● Exercise requirements
Send back the data below exactly. Drop every picture.

● Information supplied

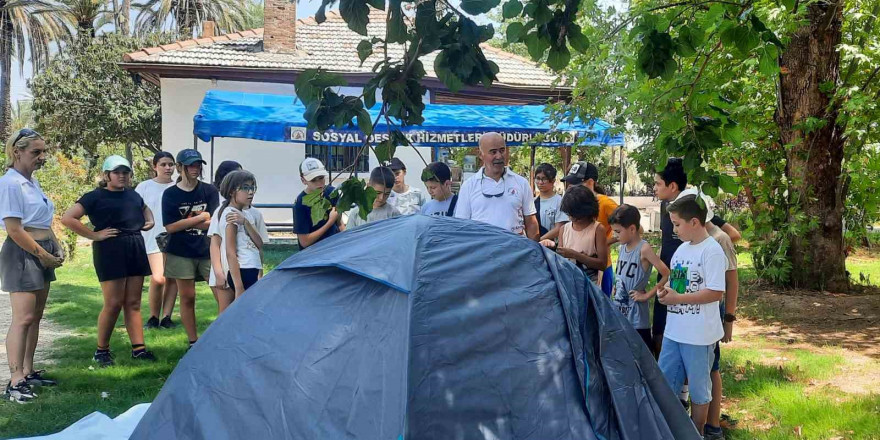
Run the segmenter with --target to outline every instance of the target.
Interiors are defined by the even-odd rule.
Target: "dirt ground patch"
[[[752,284],[740,300],[753,329],[782,346],[837,346],[880,359],[880,288],[831,293]],[[747,326],[737,326],[749,331]]]

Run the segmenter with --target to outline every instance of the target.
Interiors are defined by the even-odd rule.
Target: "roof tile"
[[[370,36],[384,37],[385,12],[372,10],[367,32]],[[374,54],[361,65],[357,45],[365,37],[348,29],[348,25],[336,11],[327,13],[327,21],[318,25],[313,18],[297,20],[297,53],[281,54],[261,51],[263,29],[220,35],[212,38],[184,40],[175,44],[146,48],[126,55],[135,63],[177,64],[191,66],[223,66],[303,70],[321,67],[340,73],[370,73],[372,66],[381,60]],[[510,86],[549,88],[558,77],[531,60],[505,52],[502,49],[481,45],[486,58],[498,64],[498,82]],[[400,58],[403,47],[389,47],[389,56]],[[436,78],[434,58],[436,52],[425,55],[422,62],[426,73]]]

● Answer to this exercise
Run the segmenter with --target to outline every instance of the target.
Interiors are defined by the even-odd rule.
Target: "dirt ground patch"
[[[752,284],[740,300],[753,329],[782,346],[837,346],[880,359],[880,288],[831,293]],[[747,326],[737,326],[749,331]]]

Run the segmenter with --target to outline every instance of the target.
Interiors are defined by the even-odd rule.
Target: "roof tile"
[[[370,36],[384,37],[385,12],[372,10],[367,32]],[[374,54],[361,65],[357,45],[365,37],[348,29],[348,25],[336,11],[327,13],[327,21],[318,25],[313,18],[297,20],[297,53],[281,54],[261,51],[263,29],[220,35],[212,38],[184,40],[175,44],[146,48],[126,55],[135,63],[177,64],[191,66],[223,66],[303,70],[321,67],[340,73],[370,73],[372,66],[381,60]],[[510,86],[549,88],[558,77],[531,60],[505,52],[502,49],[481,45],[486,58],[498,64],[498,82]],[[400,58],[403,47],[389,47],[389,56]],[[436,78],[434,58],[436,52],[425,55],[422,62],[426,73]]]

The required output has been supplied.